** EXERCISE INSTRUCTIONS **
What follows is a listing; give it again exactly, in its entirety.

_____

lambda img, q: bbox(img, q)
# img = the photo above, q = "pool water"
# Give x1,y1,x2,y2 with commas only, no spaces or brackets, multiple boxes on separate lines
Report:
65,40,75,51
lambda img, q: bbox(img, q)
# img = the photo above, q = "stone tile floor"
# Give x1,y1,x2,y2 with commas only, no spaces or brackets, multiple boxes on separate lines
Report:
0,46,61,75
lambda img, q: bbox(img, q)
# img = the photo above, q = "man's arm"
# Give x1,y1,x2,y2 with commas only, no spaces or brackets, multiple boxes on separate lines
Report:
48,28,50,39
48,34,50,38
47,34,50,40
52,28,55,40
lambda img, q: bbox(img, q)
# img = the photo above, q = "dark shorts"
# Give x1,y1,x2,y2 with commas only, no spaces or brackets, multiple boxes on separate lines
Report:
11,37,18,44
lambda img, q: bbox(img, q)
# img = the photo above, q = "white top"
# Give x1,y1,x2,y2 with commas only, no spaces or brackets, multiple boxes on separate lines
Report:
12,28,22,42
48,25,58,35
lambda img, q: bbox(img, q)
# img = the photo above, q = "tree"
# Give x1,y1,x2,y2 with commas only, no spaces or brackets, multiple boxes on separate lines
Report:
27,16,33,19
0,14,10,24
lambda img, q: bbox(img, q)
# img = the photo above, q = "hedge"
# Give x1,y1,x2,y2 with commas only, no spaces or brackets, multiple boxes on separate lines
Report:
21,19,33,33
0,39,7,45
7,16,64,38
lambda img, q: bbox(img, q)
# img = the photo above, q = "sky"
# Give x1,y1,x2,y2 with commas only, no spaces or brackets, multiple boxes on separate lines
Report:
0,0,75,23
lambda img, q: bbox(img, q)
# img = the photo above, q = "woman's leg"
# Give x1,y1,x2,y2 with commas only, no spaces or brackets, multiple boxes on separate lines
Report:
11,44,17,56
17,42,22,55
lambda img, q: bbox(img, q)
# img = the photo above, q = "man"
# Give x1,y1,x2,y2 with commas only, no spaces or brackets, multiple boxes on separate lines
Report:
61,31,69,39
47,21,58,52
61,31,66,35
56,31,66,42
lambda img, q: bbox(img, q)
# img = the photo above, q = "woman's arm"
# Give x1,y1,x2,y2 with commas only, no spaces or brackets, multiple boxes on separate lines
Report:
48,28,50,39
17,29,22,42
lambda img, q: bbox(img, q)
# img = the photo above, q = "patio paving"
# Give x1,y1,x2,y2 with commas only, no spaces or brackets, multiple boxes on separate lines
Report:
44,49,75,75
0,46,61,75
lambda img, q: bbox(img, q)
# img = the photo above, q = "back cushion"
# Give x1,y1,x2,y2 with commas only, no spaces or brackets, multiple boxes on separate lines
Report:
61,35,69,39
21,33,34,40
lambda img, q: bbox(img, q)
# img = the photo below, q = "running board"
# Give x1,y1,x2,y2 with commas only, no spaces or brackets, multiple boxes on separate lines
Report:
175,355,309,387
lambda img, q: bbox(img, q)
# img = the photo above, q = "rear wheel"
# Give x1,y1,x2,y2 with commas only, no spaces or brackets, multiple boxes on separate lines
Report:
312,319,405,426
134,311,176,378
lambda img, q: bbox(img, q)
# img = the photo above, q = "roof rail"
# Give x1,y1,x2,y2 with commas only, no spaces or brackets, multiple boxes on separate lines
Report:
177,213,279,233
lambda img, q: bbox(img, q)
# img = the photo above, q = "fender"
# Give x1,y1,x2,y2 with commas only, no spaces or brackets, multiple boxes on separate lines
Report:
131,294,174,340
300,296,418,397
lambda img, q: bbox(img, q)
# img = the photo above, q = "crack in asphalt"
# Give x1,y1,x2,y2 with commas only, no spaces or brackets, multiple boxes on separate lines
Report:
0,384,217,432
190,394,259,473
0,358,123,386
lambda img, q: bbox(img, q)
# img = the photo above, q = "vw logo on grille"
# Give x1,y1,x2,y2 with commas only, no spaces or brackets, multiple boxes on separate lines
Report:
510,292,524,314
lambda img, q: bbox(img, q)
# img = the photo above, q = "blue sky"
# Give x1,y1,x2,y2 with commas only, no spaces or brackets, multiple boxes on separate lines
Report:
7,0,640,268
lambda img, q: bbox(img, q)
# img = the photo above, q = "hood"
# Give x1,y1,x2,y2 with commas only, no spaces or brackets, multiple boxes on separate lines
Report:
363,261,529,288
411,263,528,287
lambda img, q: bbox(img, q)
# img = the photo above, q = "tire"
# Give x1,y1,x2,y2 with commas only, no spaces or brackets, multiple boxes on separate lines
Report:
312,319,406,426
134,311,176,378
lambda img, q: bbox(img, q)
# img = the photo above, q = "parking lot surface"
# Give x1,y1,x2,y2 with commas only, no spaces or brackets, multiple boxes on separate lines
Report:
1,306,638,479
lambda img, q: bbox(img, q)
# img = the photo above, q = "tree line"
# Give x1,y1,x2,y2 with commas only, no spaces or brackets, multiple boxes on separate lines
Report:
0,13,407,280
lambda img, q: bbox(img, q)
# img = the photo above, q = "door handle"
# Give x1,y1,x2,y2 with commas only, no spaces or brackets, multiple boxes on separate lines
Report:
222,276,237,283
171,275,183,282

_____

** THE COMPLETED TASK **
lambda img, q: bbox(img, q)
# img = the photo above, q = "pool water"
# Give x1,y1,x2,y2 with commas only, no spaces or brackets, multiple boxes on separate lines
Report:
65,40,75,51
lambda img, q: bbox(img, q)
# img = the photo above, q = "stone tile floor"
# Give x1,y1,x2,y2 with commas only, no spaces or brackets, multiple boxes on separate lines
Report:
0,46,61,75
lambda img, q: bbox(img, q)
# img = the photo above, q = "man's arm"
# Give x1,y1,x2,y2 with commas only, no spaces or brackets, multiple boxes on separate lines
Report:
48,28,50,39
48,34,50,38
47,34,50,40
52,28,55,40
lambda img, q: bbox(img, q)
# img = the photo above, q = "dark shorts"
# Give x1,y1,x2,y2 with commas only, no spaces or brackets, multiple boxes on separate lines
Report:
11,37,18,44
lambda img, q: bbox(img, q)
# img = the photo above, q = "white top"
# Give x1,y1,x2,y2 with commas only, no spaces or brackets, multiple boxes on separate lines
Report:
12,28,22,42
48,25,58,35
lambda img, q: bbox(img, q)
# img = the photo above, q = "tree"
# Give x1,y1,x2,y2 with commas only, no spaces or brackets, multiple boxes on separate lines
Report:
27,16,33,19
0,14,10,24
lambda img, q: bbox(img, q)
# img = the photo above, q = "hedge"
# Give x1,y1,x2,y2 with commas only, no spaces or brackets, multiple boxes on separate lines
Report:
21,19,33,33
0,39,7,45
7,16,64,38
lambda img, q: bbox(img, q)
# img = the photo above, q = "sky"
# Give x1,y1,x2,y2 with commas only, no spaces or brackets, multiple boxes on separate lines
Report:
0,0,75,23
lambda img, q: bbox(img, q)
# img = the photo above, q = "woman's leg"
# Give x1,y1,x2,y2 with commas only, no spaces or brackets, multiple boxes on separate lines
Report:
11,44,17,56
17,42,22,55
lambda img, q: bbox(img, q)
# img = the photo above, q = "man"
# Give x1,y1,x2,y2 with commas only, no spaces or brackets, multiple boxes on separate lines
Report:
61,31,69,39
47,21,58,52
61,31,66,35
56,31,66,42
lambda img, q: bbox(img, q)
# img = the photo above, q = "woman's arm"
# Give x1,y1,x2,y2 with commas only, no spaces or brackets, multiple boxes on separate lines
Report:
48,28,50,39
17,29,22,42
lambda img, q: bbox(img, q)
# img = the photo above, q = "patio paving"
# Give x1,y1,x2,y2 with commas only, no spaces or brackets, multiple boxes on separate lines
Report:
44,49,75,75
0,46,61,75
lambda img, q: bbox(img, q)
# img = the photo above, q = "back cushion"
# Give x1,y1,x2,y2 with commas only, no spaces or brackets, multiple boxes on separate lines
Report:
61,35,69,39
21,33,34,40
lambda img, q: bbox(img, q)
# img = the photo below, q = "running board"
# Give x1,y1,x2,y2 with commas only, no spaces or brackets, multiple boxes on separate lines
Report:
175,355,309,387
lambda img, q: bbox(img, q)
# img = the photo above, q = "rear wheel"
# Give x1,y1,x2,y2 with commas only, no spaces or brackets, multiple boxes on separate lines
Report:
312,319,405,426
134,311,176,378
lambda img, q: bbox(img, q)
# img = the photo above, q = "roof rail"
# Give x1,y1,x2,y2 with commas only, no spaces or brackets, multiple boxes on separate lines
Report:
177,213,279,233
lambda img, q: bbox(img, q)
# img = the photo above, q = "fender"
# Give x1,y1,x2,y2 with commas only, no spaces or brackets, multiple boxes on separate lines
Report:
131,294,174,340
300,296,418,397
lambda img, q: bbox(img, q)
# img = the photo above, q = "crack in asphalt"
# Give x1,y1,x2,y2 with commas only, no spaces or brackets, multiple boxes on separate lines
Report:
0,384,217,432
190,394,259,473
0,358,123,386
lambda img, q: bbox(img, q)
# img = the photo above, q = "vw logo on grille"
# Give x1,y1,x2,y2 with commas only, no spaces or brackets, multiple boxes on separate lines
Report:
510,292,524,314
lambda img, q: bbox(img, q)
# img = the photo above, q = "blue sky"
# Give x1,y1,x2,y2 with commas only, no spaces or brackets, multiple boxes on separate lines
Report:
7,0,640,268
lambda img, q: bbox(img, q)
# img = the photo above, q = "hood"
# Give x1,y1,x2,y2 with commas only, no spaces or brackets, multiple boxes on separate lines
Report:
363,261,529,288
411,263,528,287
lambda img, q: bbox(img, q)
# img = the photo above, q = "tire"
# Give x1,y1,x2,y2 with commas only, no spaces or brackets, multiple boxes on separate lines
Report:
312,319,406,426
134,311,176,378
lambda img, q: bbox(img, q)
# img = the photo above, q = "parking lot surface"
# Give x1,y1,x2,y2 with commas only, no spaces or brackets, multiple boxes on separate lines
Report:
1,306,638,479
lambda img, q: bbox(img, q)
# img = the photo above, q = "tree line"
# Give x1,y1,x2,y2 with commas only, no spaces or brackets, multiple boxes on separate lines
Report:
0,13,407,280
lambda img, q: bbox(img, q)
# img = the photo above, q = "door handle"
# Give x1,y1,x2,y2 with commas only, no spaces or brackets, multiple boxes on separate lines
Report:
222,276,237,283
171,275,183,282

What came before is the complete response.